**Directive**
Render the part of the rows below that opens with the line containing "Task: place one keypoint per instance of the cat's ear" and closes with the line containing "(1045, 135)" as a Markdown table with the columns Index and Entry. Give each line its number and skip any blank lines.

**Extracted records**

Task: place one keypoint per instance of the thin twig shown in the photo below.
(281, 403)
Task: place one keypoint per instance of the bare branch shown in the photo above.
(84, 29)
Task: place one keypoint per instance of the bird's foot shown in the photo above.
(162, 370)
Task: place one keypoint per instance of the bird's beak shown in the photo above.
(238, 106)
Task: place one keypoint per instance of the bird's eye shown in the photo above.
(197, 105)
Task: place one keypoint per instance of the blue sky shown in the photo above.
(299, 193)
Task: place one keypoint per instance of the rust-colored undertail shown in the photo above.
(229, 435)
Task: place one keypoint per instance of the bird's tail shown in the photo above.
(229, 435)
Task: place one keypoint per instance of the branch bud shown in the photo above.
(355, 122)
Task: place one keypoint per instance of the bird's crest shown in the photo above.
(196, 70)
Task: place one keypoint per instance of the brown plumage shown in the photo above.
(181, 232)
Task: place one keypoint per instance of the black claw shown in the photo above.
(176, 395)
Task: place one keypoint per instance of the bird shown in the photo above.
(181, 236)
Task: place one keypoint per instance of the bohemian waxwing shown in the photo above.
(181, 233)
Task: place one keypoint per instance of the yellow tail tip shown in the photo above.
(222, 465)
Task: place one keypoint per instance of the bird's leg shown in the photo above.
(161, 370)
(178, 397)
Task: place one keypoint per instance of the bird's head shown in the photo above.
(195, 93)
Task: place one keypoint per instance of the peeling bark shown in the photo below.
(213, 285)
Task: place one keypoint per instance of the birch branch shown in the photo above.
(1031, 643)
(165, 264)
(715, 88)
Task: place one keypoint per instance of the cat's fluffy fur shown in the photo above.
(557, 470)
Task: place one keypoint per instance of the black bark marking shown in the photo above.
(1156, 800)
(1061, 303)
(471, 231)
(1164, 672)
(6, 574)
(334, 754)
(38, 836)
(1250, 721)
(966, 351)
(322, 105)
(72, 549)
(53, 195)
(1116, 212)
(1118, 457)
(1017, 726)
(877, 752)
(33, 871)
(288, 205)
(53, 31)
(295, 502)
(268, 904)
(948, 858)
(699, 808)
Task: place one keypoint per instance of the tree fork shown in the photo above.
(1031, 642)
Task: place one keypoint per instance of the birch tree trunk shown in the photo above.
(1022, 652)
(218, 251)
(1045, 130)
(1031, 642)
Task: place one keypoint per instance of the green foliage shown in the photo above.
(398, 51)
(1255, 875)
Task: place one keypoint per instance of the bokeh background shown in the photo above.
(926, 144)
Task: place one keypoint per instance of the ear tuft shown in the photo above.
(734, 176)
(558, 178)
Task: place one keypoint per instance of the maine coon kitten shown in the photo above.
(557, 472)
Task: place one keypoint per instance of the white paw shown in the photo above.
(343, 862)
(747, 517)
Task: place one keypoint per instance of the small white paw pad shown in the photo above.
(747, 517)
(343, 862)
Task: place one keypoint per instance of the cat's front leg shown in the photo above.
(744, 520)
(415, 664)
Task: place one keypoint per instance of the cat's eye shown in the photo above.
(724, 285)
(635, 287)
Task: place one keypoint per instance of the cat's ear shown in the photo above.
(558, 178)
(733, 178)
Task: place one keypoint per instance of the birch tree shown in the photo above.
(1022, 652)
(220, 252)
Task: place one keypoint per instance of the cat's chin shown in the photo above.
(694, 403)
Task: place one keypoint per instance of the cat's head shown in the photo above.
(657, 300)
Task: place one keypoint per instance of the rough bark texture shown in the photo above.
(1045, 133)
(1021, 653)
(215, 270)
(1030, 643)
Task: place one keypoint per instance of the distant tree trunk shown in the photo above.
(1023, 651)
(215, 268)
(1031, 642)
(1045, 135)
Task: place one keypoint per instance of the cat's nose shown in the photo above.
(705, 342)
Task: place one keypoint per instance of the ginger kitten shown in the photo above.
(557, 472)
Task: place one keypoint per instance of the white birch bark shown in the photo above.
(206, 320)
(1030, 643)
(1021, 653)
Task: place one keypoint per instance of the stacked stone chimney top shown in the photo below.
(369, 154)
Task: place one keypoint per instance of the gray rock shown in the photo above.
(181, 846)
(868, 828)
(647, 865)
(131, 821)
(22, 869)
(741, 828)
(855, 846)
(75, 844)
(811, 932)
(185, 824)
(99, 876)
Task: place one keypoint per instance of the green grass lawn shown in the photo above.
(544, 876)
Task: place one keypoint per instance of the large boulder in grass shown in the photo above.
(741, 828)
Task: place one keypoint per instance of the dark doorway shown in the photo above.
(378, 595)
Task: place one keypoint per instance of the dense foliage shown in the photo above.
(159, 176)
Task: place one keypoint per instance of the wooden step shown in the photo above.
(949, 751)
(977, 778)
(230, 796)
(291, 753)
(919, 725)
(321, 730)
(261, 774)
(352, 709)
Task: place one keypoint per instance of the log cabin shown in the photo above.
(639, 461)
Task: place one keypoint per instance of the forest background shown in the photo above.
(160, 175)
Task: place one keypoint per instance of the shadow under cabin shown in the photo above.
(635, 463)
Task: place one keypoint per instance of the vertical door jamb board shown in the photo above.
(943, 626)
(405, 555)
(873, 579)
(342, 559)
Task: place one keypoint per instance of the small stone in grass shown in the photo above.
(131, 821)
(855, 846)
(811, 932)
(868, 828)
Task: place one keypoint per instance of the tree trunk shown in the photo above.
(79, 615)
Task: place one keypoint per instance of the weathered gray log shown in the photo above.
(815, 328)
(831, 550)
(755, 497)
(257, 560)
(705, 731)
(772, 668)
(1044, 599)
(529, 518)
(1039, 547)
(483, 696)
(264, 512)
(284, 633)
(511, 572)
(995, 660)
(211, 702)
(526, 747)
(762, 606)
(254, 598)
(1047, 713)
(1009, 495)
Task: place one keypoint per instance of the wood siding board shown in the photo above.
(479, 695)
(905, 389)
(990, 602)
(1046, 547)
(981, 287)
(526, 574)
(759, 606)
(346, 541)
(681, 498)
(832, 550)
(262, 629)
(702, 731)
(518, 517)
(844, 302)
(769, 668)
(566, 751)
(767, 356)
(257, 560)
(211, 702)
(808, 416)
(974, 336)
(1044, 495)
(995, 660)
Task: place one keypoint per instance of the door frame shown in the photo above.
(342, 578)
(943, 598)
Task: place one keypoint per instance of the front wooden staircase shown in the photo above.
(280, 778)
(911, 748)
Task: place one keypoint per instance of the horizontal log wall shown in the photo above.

**Response to the exercise**
| Index | Entry |
|---|---|
| 1 | Task: place one keypoint per instance of the cat's ear shown in the photo above. |
| 2 | (558, 178) |
| 3 | (733, 178) |
| 4 | Task: place one keypoint per instance of the birch tree shown in the photo above. |
| 5 | (1022, 652) |
| 6 | (220, 252) |
| 7 | Task: place one keypoint per instance of the cat's chin shown in the photo above. |
| 8 | (694, 403) |
| 9 | Task: place one keypoint per instance of the cat's head shown in the photo above. |
| 10 | (657, 300) |
| 11 | Task: place one keypoint per instance of the rough bark texture shown in the photo above. |
| 12 | (1045, 133) |
| 13 | (1021, 653) |
| 14 | (215, 270) |
| 15 | (1030, 643) |
| 16 | Task: place one keypoint per instance of the distant tree trunk shown in the photo above. |
| 17 | (1023, 651) |
| 18 | (215, 268) |
| 19 | (1031, 642) |
| 20 | (1045, 135) |